Questions to answer:
a: In the career profile, what microscopic organism turned up in the fifth-grade water sample?
b: Please render this sentence from the career profile in Spanish: "We have also studied RNA regulation in yeast and the tiny dot chromosome of fruit flies."

Text shown:
....

My passion for science began in fifth grade, when I was asked to bring an environmental water sample to class. Imagine my delight when we found that my sample contained the most beautiful microscopic organism that I have ever seen, the volvox. I was hooked! As a first-generation college student at UMBC, I was fortunate to work in Dr. Daphne Blumberg’s laboratory where I studied RNA regulation in the social amoeba. Dr. Blumberg encouraged me to pursue a Ph.D. and has served as my mentor throughout my career. I decided that I also wanted to become a college professor to give back what I was so graciously given.
During my graduate studies at Johns Hopkins University in Dr. Andrew Fire’s laboratory, I investigated the mechanism of RNA interference (RNAi). Dr. Fire received the 2006 Nobel Prize in Medicine for his discovery of RNAi, a gene-silencing mechanism that holds immense promise as a human therapeutic. As a post-doctoral fellow in Dr. Bernard Moss’ laboratory at NIH, I studied novel viral mRNA decapping enzymes that allow viruses to overtake their host cells.
At McDaniel, my students and I have continued to work on mRNA decapping enzymes from viruses and the social amoeba. We have also studied RNA regulation in yeast and the tiny dot chromosome of fruit flies. Many of my students have won awards at scientific conferences for their research presentations. Whether in the classroom or the lab, my work with undergraduate students is where I find my happiness.

....

Data shown:
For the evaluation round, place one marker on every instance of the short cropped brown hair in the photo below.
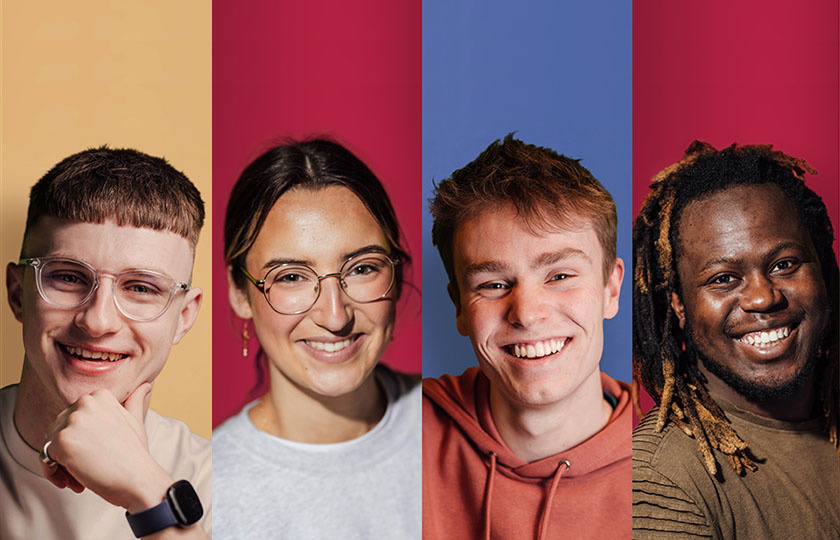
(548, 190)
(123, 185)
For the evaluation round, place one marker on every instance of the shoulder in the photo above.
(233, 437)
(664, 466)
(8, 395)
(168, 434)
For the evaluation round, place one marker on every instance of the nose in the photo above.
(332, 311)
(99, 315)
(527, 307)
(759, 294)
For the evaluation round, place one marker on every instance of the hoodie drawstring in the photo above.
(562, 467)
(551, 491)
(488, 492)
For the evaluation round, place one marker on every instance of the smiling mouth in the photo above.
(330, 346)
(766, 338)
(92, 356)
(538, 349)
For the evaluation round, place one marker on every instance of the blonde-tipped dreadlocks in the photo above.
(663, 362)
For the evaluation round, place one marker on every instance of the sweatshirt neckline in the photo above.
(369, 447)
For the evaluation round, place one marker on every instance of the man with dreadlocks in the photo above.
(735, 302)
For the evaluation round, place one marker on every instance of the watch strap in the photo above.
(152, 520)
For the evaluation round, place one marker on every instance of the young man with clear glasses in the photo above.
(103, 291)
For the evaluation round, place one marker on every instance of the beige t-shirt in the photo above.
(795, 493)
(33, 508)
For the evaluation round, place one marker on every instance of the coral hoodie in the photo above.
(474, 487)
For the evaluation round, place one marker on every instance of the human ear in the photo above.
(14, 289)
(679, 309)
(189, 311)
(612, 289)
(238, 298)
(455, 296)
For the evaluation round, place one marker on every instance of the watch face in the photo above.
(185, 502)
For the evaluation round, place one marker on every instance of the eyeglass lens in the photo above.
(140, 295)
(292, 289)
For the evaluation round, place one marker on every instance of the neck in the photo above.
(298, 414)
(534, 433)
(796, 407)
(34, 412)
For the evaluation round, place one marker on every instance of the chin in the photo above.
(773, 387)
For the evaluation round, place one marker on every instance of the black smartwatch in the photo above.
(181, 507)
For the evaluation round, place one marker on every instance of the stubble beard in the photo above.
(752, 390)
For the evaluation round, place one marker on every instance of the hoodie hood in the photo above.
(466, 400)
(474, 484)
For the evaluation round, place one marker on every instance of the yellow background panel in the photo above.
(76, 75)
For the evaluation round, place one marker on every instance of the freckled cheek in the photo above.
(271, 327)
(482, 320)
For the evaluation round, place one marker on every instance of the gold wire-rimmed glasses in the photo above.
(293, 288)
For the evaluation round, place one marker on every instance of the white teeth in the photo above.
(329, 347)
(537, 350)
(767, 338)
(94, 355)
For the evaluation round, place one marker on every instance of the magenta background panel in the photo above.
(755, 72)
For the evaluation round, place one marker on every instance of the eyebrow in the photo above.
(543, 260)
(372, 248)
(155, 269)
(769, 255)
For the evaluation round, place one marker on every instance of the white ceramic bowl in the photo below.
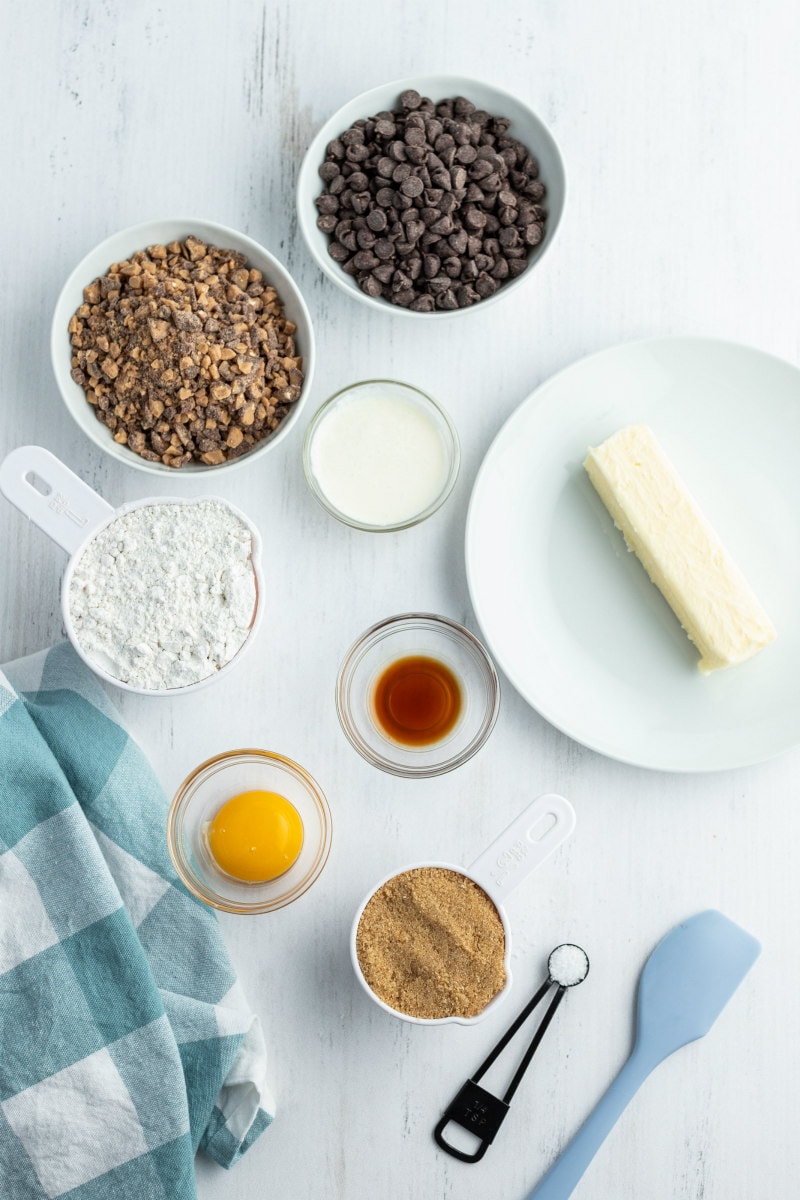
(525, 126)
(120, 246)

....

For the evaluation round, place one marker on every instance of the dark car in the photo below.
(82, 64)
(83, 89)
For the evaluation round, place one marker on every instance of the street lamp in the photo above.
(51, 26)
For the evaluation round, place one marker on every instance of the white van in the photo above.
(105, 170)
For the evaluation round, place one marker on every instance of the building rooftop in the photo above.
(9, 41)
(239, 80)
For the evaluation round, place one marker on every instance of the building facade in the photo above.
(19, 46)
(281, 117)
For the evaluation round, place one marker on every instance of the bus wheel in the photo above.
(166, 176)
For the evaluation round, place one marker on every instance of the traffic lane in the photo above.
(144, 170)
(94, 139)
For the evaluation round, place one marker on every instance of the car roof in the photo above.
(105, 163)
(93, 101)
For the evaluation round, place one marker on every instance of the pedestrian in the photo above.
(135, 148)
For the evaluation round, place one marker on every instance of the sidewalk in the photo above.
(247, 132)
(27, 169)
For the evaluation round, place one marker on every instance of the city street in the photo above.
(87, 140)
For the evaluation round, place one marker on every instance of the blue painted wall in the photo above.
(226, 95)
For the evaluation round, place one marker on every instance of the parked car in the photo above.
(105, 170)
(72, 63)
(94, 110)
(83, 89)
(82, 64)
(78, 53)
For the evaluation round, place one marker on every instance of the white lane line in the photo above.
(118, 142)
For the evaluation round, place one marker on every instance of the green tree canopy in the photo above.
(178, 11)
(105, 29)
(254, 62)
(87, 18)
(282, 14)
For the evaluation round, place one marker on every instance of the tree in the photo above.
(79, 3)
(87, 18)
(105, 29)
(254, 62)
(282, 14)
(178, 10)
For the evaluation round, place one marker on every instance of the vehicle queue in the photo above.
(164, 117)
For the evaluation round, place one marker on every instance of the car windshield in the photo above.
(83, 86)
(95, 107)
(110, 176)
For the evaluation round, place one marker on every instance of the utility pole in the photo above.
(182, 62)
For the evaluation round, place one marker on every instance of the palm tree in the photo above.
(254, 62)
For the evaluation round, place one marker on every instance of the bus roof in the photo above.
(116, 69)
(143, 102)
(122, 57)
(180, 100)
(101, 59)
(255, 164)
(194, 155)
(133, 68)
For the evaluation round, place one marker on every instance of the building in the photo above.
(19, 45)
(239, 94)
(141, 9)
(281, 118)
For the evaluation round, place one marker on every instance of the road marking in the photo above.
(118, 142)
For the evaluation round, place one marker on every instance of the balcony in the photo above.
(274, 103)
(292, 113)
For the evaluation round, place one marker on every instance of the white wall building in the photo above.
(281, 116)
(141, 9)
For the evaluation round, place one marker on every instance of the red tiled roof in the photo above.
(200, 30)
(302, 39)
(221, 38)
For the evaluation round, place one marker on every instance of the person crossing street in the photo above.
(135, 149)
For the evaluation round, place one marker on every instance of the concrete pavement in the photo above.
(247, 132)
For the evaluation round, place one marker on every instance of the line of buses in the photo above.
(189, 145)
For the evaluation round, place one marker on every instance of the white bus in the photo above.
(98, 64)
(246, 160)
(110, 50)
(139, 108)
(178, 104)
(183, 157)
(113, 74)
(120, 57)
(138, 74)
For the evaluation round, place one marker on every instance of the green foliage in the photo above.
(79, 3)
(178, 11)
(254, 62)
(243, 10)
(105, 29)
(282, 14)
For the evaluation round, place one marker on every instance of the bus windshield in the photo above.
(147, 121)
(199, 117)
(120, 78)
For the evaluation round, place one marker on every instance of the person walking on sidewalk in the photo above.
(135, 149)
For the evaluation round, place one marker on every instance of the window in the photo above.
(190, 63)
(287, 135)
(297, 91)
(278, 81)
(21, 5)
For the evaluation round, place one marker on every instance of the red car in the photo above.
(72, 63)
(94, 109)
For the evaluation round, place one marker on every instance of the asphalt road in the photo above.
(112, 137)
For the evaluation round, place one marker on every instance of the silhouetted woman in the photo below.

....

Exercise results:
a: The volvox.

b: También hemos estudiado la regulación del ARN en la levadura y en el diminuto cromosoma punto de las moscas de la fruta.